**** Texte de lecture

« Aller vers les périphéries, pas seulement géographiques, mais également celles de l’existence. »
C’est ainsi que le pape François invite régulièrement les chrétiens à agir. Mais où se trouvent ces périphéries ? Les bidonvilles de Buenos Aires où le Père Adrian a choisi d’exercer son ministère de prêtre comptent certainement parmi celles-ci.
Pour nous rendre dans sa petite église, nous traversons un labyrinthe de ruelles de terre étroites, bordées d’abris en détritus. Les égouts sont à ciel ouvert, la chaleur étouffante, l’air difficilement respirable. Mais autour de nous, ce ne sont que salutations et sourires au passage du père Adrian.

********
**** Données fournies

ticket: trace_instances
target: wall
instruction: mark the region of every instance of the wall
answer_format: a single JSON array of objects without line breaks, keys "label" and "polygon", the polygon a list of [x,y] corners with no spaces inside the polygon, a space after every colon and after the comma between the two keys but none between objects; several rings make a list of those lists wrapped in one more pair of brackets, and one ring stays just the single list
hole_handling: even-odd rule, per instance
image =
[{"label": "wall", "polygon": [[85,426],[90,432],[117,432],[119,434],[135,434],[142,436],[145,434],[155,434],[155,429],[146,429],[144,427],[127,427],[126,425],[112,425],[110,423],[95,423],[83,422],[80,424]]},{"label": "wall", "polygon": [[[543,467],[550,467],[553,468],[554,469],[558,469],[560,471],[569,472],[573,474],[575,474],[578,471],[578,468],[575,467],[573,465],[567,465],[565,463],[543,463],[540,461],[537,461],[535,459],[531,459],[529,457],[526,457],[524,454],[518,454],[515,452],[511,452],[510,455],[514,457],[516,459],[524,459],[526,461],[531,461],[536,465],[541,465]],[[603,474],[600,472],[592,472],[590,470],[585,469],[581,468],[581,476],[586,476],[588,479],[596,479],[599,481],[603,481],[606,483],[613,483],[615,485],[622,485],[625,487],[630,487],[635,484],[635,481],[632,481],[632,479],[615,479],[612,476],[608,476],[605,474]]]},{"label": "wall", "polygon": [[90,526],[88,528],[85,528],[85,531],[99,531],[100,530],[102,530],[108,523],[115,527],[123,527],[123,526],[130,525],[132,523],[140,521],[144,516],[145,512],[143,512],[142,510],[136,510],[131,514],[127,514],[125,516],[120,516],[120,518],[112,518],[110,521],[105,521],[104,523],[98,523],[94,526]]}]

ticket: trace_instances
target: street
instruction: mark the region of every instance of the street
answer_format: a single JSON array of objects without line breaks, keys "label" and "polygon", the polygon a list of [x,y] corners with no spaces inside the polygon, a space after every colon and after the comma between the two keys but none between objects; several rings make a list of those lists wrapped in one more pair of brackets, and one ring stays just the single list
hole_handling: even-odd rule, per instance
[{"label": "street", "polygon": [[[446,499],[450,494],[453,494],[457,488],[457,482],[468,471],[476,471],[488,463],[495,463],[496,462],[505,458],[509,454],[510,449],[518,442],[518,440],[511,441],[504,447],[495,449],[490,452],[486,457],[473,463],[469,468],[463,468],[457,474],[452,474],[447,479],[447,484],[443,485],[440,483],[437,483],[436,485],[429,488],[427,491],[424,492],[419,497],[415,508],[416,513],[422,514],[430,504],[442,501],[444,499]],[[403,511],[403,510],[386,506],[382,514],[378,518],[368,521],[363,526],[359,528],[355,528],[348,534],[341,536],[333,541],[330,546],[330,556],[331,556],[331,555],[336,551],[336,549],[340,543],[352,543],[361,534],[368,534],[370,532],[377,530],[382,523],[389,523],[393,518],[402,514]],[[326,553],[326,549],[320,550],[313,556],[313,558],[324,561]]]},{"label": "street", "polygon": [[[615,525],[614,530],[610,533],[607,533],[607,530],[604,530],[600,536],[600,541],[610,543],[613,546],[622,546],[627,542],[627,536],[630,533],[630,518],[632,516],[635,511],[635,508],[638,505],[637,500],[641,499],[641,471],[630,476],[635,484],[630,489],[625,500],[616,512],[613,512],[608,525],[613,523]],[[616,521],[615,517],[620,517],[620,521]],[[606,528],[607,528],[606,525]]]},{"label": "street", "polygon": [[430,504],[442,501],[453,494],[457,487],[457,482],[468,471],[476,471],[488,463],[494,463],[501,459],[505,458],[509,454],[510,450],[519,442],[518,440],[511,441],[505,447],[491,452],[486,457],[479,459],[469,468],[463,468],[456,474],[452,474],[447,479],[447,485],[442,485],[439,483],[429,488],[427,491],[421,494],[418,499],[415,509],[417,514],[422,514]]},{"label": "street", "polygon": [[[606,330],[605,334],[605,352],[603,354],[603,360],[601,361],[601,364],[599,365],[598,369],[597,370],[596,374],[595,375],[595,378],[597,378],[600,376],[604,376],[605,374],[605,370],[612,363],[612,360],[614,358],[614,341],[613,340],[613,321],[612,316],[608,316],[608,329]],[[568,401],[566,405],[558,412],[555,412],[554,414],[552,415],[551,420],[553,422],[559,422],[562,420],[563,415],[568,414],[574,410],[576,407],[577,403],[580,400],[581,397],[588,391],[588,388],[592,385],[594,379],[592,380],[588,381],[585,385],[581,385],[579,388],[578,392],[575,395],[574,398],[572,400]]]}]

********

**Objectif**
Reproduisez intégralement le texte sur les bidonvilles de Buenos Aires, sans omettre ni modifier le moindre mot ou signe de ponctuation.

**Réponse rédigée**
« Aller vers les périphéries, pas seulement géographiques, mais également celles de l’existence. »
C’est ainsi que le pape François invite régulièrement les chrétiens à agir. Mais où se trouvent ces périphéries ? Les bidonvilles de Buenos Aires où le Père Adrian a choisi d’exercer son ministère de prêtre comptent certainement parmi celles-ci.
Pour nous rendre dans sa petite église, nous traversons un labyrinthe de ruelles de terre étroites, bordées d’abris en détritus. Les égouts sont à ciel ouvert, la chaleur étouffante, l’air difficilement respirable. Mais autour de nous, ce ne sont que salutations et sourires au passage du père Adrian.